● **Problem**:
Restate word for word every entry that appears below, skipping its pictures.

● **Information shown**:
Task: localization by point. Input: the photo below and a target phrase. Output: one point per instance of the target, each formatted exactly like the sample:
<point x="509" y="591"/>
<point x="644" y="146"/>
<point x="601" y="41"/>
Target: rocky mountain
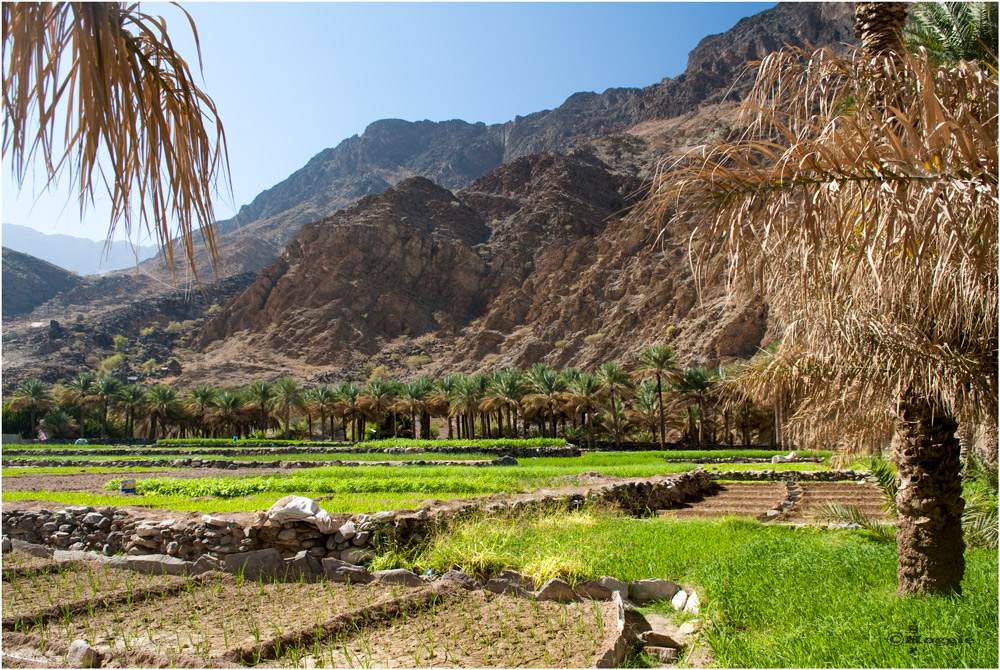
<point x="532" y="262"/>
<point x="76" y="254"/>
<point x="455" y="153"/>
<point x="471" y="246"/>
<point x="29" y="281"/>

● **Answer box**:
Task: localization by point. Input: the photo below and a target phrase. Output: one point per instance of the target, each formatted exactly like the sample:
<point x="509" y="591"/>
<point x="644" y="146"/>
<point x="601" y="41"/>
Target: rocky mountain
<point x="532" y="262"/>
<point x="76" y="254"/>
<point x="455" y="153"/>
<point x="471" y="246"/>
<point x="29" y="281"/>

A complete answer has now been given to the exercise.